> [Problem set]
a) Who are the participants listed for Session 1 in the conference announcement, not counting the moderator?
b) Rewrite the conference announcement's paragraph beginning "Tomáš Pospiszyl is a critic" as a bulleted list that keeps its main facts.

Zbyněk Baladrán, Untitled, 2013. Mixed media collage with work by Stano Filko, dimensions variable. Courtesy the artist and tranzit
Student tickets are free with valid ID.
“Futures of Eastern Europe” is a two-day conference that coincides with the opening of “Report on the Construction of a Spaceship Module,” organized by tranzit for the New Museum. The conference will consider key issues in contemporary art from Central and Eastern Europe, and explore the widespread ongoing obsession with science fiction. The first day, Saturday January 25, will feature two panel discussions with a luminary group of curators, critics, art historians, and artists. The second day, Sunday January 26, will feature an Eastern European sci-fi movie marathon.
SESSION 1: EASTERN EUROPEAN SCI-FI
The conference will open with a series of critical discussions exploring the ideological role that outer space played in the Eastern Bloc during the Cold War. Clips of feature-length films as well as readings of key sci-fi texts will supplement the discussion comparing techno-utopias on either side of the Iron Curtain and assessing the current nostalgic hunger for this material. Participants: Éva Forgács, Deimantas Narkevicius, Tomáš Pospiszyl, and Anton Vidokle. Discussion moderated by Lauren Cornell.
SESSION 2: EASTERN EUROPEAN FUTURES
Through a series of lectures and debates by a young generation of curators and intellectuals, this session will pose key questions related to art emerging from Central and Eastern Europe today. Questions that will be explored include: Is art in this region currently offering visions that go beyond the repetition of modernism? How can the symbolic potential of art in the region of the former Eastern Bloc and its connections to many international systems be used productively? What are potent artistic strategies that counter the inherent rules and codes of the global art world? Participants: Cosmin Costinas, Nataša Petrešin-Bachelez, Ivana Bago, Ana Janevski, and Jelena Vesić. Discussion moderated by Taraneh Fazeli.
PARTICIPATING SPEAKER BIOGRAPHIES & DISCUSSION ABSTRACTS:
SESSION 1: EASTERN EUROPEAN SCI-FI
Tomáš Pospiszyl is a critic, curator, and art historian. He studied at Charles University in Prague and Bard College in New York. Since 2003, he has taught at the Film and TV School of the Academy of Performing Arts in Prague and, since 2012, at the Academy of Fine Arts in Prague. The focus of Pospiszyl’s writings have ranged from the period of early modernism to mid-twentieth-century avant-garde and contemporary art. He has a special focus on art and popular culture during the Cold War on both sides of the Iron Curtain. Pospiszyl will present a lecture entitled “The Future That Never Arrived.”

> [Information provided]
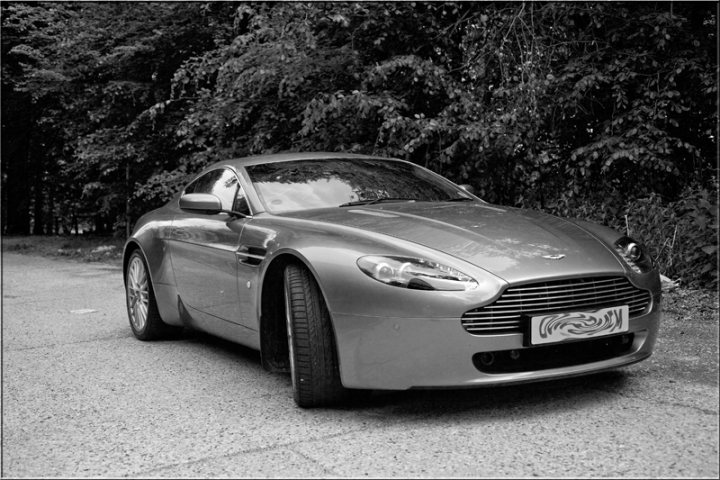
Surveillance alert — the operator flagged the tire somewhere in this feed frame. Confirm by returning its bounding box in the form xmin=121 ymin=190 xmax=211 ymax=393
xmin=284 ymin=265 xmax=348 ymax=408
xmin=125 ymin=250 xmax=175 ymax=340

> [Full answers]
a) Éva Forgács, Deimantas Narkevicius, Tomáš Pospiszyl, and Anton Vidokle.

b)
- Critic, curator, and art historian
- Studied at Charles University in Prague and Bard College in New York
- Has taught at the Film and TV School of the Academy of Performing Arts in Prague since 2003 and at the Academy of Fine Arts in Prague since 2012
- Writes on early modernism, mid-twentieth-century avant-garde, and contemporary art
- Focuses on art and popular culture during the Cold War on both sides of the Iron Curtain
- Will present the lecture "The Future That Never Arrived"